Verweerster heeft met een memorie van antwoord van 30 juli 2013 verweer gevoerd. Zij heeft daarbij geconcludeerd tot niet-ontvankelijkverklaring van eiseres dan wel afwijzing van haar vorderingen, met een veroordeling in de kosten. Bij de memorie van antwoord zijn eveneens veertien producties (genummerd 1-14) gevoegd.
1.3
Met een brief van 30 september 2013 heeft de gemachtigde van verweerster twee nadere producties (genummerd 15 en 16) ingezonden. Op dezelfde datum heeft de gemachtigde van eiseres zeven nadere producties ingezonden (genummerd 15– 21). De dag erna, op 1 oktober 2013, zond hij nog vijf producties (genummerd 22– 26).
1.4
De mondelinge behandeling heeft plaatsgevonden te Utrecht op 7 oktober 2013. Eiseres is verschenen in persoon, bijgestaan door haar gemachtigde. Aan de zijde van verweerster waren aanwezig naast haar gemachtigde: de heren drs. C. (voorzitter van de raad van bestuur) en drs. D. (gynaecoloog en voorzitter van de medische staf), mevrouw dr. E. (vertegenwoordiger van de vakgroep interne geneeskunde) en mevrouw F. (beleidsmedewerker medische staf/stafmaatschap).
Pagina 2 van 18
2.
Samenvatting van het geschil
2.1
Eiseres, die thans 51 jaar oud is, is sinds mei 2007 verbonden aan het ziekenhuis van verweerster (hierna: het ziekenhuis) als vrijgevestigd medisch specialist (internist/MDL-arts) op basis van een toelatingsovereenkomst van 19 april 2007. Zij maakt deel uit van de Maatschap Interne Geneeskunde (hierna: de maatschap) en is binnen de maatschap de enige MDL-arts, maar is ook betrokken bij de internistendienst. Verweerster heeft bij aangetekende brief van 18 april 2013 van haar gemachtigde de toelatingsovereenkomst met eiseres opgezegd, primair met onmiddellijke ingang en subsidiair met inachtneming van de in artikel 24 lid 2 van deze overeenkomst vastgelegde termijn van zes maanden.

[Records voor locatielabeling]
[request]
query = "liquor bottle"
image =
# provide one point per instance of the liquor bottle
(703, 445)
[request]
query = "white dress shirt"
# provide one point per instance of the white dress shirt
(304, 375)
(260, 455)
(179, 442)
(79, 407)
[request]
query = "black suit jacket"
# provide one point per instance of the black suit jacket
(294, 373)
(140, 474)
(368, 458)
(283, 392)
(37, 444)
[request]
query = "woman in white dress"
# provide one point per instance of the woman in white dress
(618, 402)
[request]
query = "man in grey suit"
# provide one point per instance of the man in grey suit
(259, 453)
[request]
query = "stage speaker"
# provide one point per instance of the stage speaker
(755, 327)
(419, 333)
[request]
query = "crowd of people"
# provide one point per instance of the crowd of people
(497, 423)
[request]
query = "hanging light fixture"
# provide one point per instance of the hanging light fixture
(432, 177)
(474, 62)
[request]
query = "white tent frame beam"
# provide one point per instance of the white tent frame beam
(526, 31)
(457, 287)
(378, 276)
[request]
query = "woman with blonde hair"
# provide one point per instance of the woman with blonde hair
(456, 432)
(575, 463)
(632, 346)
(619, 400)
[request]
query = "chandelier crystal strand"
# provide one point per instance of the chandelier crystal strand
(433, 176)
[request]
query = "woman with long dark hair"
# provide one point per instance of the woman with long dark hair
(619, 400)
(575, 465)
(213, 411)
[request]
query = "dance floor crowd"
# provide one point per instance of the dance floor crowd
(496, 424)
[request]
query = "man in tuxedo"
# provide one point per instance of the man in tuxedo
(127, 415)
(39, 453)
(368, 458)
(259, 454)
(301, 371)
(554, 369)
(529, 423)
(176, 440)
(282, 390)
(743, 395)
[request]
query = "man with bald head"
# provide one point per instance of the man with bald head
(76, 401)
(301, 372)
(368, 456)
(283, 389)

> **TE NEMEN STAPPEN**:
1. Som alle personen op die volgens het document naast de gemachtigde van verweerster aan haar zijde aanwezig waren bij de mondelinge behandeling.
2. Geef alsjeblieft aan met welke brief, van welke datum, verweerster volgens het document de toelatingsovereenkomst met eiseres heeft opgezegd.
De items vormen afzonderlijk materiaal, los van het document.

> **ANTWOORDEN PER OPDRACHT**:
1.
- drs. C.
- drs. D.
- mevrouw dr. E.
- mevrouw F.

2. Met een aangetekende brief van haar gemachtigde van 18 april 2013.